- **The request**:
Reproduce the section of the court opinion on the license suspension charge that begins with the words "The clear and" and ends with "dismiss is denied.", swapping "Legislature" for "lawmakers".

- **Excerpt to read**:
----------

The clear and unambiguous language of Vehicle and Traffic Law § 511 limits the "knowing or having reason to know” element to defendant’s knowing or having reason to know that his license was suspended. Defendant’s interpretation of the statute would extend the scienter element not only to Vehicle and Traffic Law § 511 (2) (a) (iv), but to Vehicle and Traffic Law § 511 (2) (a) (i) through (iii) as well. The Legislature did not elect to do this through the expressed wording of the statute. It is not the role of the court to arrogate this important legislative duty.
The court therefore finds that the People are not required to plead and prove that defendant knew or had reason to know that he had, in effect, three or more suspensions imposed on at least three separate dates. That portion of defendant’s motion to dismiss is denied.
The court also finds that the People have adequately corroborated the complaint, and have alleged a prima facie case for the charged offenses. The accusatory instrument is verified by Police Officer Handera, who observed defendant sitting behind the steering wheel of a 1982 Buick as the car was moving on a public highway, 171st and Teller Avenue, Bronx County. This sworn statement satisfies the first two of the four elements listed above.
With regard to the third element, that defendant knew or had reason to know that his license had been suspended, the People submit a document entitled, "Driver License Suspension Order.” This document is dated July 25, 1993, and is addressed to defendant at 2020 Grand Avenue, Bronx, New York. The suspension order indicates that defendant’s license was suspended as of July 25, 1993 for operating a vehicle without insurance. This document qualifies as a public record under CPLR 4520.
CPLR 4520 provides:
"Certificate or affidavit of public officer
*218"Where a public officer is required or authorized, by special provision of law, to make a certificate or an affidavit to a fact ascertained, or an act performed, by him in the course of his official duty, and to file or deposit it in a public office of the state, the certificate or affidavit so filed or deposited is prima facie evidence of the facts stated.”
Here, the document is a "Driver License Suspension Order” issued by the Commissioner of Motor Vehicles. The Commissioner is authorized to maintain records concerning driver’s licenses and suspensions. (Vehicle and Traffic Law § 508 [3]; § 201.) The order bears a certification which reads: "This is to certify that the foregoing is a true and complete copy (photograph) of a record on file in the New York State Department of Motor Vehicles, Albany, New York.”
The certification bears a reproduction of the signature of the Commissioner of Motor Vehicles.
The court finds that these factors adequately authenticate the document and establish the necessary elements to qualify this document as a public record. (See, People v Garneau, 120 AD2d 112 [4th Dept 1986], lv denied 69 NY2d 880 [1987].) The order is thus prima facie evidence that defendant’s license was suspended as of June 25, 1993.

----------

Entries from a dataset
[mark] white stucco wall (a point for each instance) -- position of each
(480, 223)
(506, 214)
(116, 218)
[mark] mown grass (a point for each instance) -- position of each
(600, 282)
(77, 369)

----------

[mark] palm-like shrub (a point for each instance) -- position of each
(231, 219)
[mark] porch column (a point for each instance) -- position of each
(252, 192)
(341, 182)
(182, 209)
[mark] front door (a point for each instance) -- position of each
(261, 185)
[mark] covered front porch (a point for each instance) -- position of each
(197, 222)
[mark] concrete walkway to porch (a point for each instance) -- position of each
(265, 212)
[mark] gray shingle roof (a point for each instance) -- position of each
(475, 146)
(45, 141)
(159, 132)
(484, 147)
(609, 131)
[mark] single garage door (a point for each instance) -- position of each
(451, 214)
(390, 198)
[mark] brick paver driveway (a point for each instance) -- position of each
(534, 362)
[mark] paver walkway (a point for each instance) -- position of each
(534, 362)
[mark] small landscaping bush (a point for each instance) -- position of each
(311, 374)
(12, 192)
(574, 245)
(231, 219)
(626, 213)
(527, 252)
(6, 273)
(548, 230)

----------

- **Finished task**:
The clear and unambiguous language of Vehicle and Traffic Law § 511 limits the "knowing or having reason to know” element to defendant’s knowing or having reason to know that his license was suspended. Defendant’s interpretation of the statute would extend the scienter element not only to Vehicle and Traffic Law § 511 (2) (a) (iv), but to Vehicle and Traffic Law § 511 (2) (a) (i) through (iii) as well. The lawmakers did not elect to do this through the expressed wording of the statute. It is not the role of the court to arrogate this important legislative duty.
The court therefore finds that the People are not required to plead and prove that defendant knew or had reason to know that he had, in effect, three or more suspensions imposed on at least three separate dates. That portion of defendant’s motion to dismiss is denied.